__PROBLEMAS A RESOLVER__:
a) Liste todos os que, segundo a citação do romance no texto sobre História da Menina Perdida, perderam.
b) Prossiga com o texto sobre História da Menina Perdida a partir da última frase apresentada.

História da Menina Perdida, capa
“Todos os Airota haviam perdido. E mais um perdedor foi Nino, que no fundo me considerara parte de seu elenco de mulheres, sem me distinguir das outras. Por fim – Algo ainda mais significativo para mim – quem também perdeu foi Lila. Ela não havia gostado do meu livro, tinha sido muito dura, cedera a um dos raros choros de sua vida quando teve que me ferir com seu julgamento negativo. Mas não lhe queria mal por isso, ao contrário, estava contente que tivesse errado. Desde a infância eu lhe atribuída peso excessivo, e agora me sentia quase aliviada. Finalmente estava claro que aquilo que eu era não era ela, e vice-versa. Sua autoridade não me era mais necessária, eu tinha a minha. Me senti forte, não mais vítima das minhas origens, mas capaz de dominá-las, de lhes dar uma forma, de resgatá-las para mim, agora era a matéria que me levaria mais para o alto. Numa manhã de julho de 1982, telefonei para ela e disse:
‘Tudo bem, vou ficar com o apartamento em cima do seu, estou voltando ao bairro’”
FERRANTE, Elena. História da menina perdida. P 255.
Já tratamos dos livros da Tetralogia Napolitana de Elena Ferrante algumas vezes nesse site. Deixarei ao final os links do texto sobre A Amiga Genial e dos demais onde são estabelecidas comparações com partes dessa obra.
Essa postagem será um fechamento dessa conversa. Falará mais especificamente do último livro da saga e, a partir dele, tratará do tema do amadurecimento das personalidades humanas em outras obras.
Bem, o livro chama História da Menina Perdida, então não é spoiler dizer que a filha de alguém será perdida no enredo.
Mas isso não é o principal. Ao longo dos quatro livros Elena Ferrante vai construindo o relacionamento entre Lenu e Lila, digo relacionamento porque não há como classifica-las como amigas continuamente. Como foi dito no texto sobre A Amiga Genial, competição entre mulheres não é um problema em si. Seres humanos competem, e tudo bem. Acontece que para as duas protagonistas isso atinge níveis quase patológicos.

__EXTRATO DE DADOS__:
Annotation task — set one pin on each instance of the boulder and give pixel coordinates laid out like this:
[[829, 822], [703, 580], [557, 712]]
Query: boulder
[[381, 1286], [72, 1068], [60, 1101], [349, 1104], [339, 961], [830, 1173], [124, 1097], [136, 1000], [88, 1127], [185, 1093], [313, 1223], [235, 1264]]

__RESULTADOS DAS TAREFAS__:
a) Todos os Airota, Nino e Lila.

b)
Elas alternam altivez, subserviência e dependência uma em relação a outra durante toda sua história de vida, pois os quatro volumes compõem um romance de formação, que se inicia na infância com A Amiga Genial, passa pela adolescência e juventude com Historia do Novo Sobrenome, pela vida adulta em que estão construindo carreiras ou trabalhando para sobreviver em História de Quem Foge e de Quem Fica, e culmina com a vida adulta a partir dos 40 anos de idade até a velhice em História da Menina Perdida.

Capas dos livros que compõem a Tetralogia Napolitana.
Os livros seguem uma onda crescente de tensão e complexidade, sendo o último livro o ápice da falta de ar, o momento em que a onda quebra, colapsa. A vida delas e de todos os moradores do bairro de Nápoles em que vivem, dos núcleos de Florença, Gênova e Roma é bastante agitada, cheia de altos e baixos. Os personagens representam vários seguimentos da sociedade italiana do pós guerra até os anos dois mil.
Em História da Menina Perdida vemos a vida de Lenu e Lila atingir suas melhores fases e, então, um fato inesperado e desesperador acontece, separando-as finalmente. O fim de uma era ocorre nesse último livro da série.
É somente na última parte da vida, que Lenu finalmente realiza que não precisa de Lila, e consequentemente que não pode culpá-la por seus erros e acertos. Enfim, amadurece, toma as rédeas da própria existência.
Ah! Então depois dessa epifania ela se torna uma mulher feliz e realizada, certo? Errado. Ela apenas passa a assumir responsabilidades por suas escolhas, ao invés de se escorar na amiga para dividir responsabilidades. E muita coisa inesperada acontece de bom e de ruim a partir daí.
O que não quer dizer que Lila era uma boa pessoa. Nessa obra não há boas pessoas e ponto, todos os personagens são complexos. Lila também se escorava na amiga. Mas com outra abordagem, um tanto mais disfarçada e sorrateira. Como se para se sentir bem Lila tivesse que sabotar Lenu.
A vontade é de estapear e algumas páginas depois de abraçar e acolher as duas. Particularmente eu gosto mais da personagem Lila.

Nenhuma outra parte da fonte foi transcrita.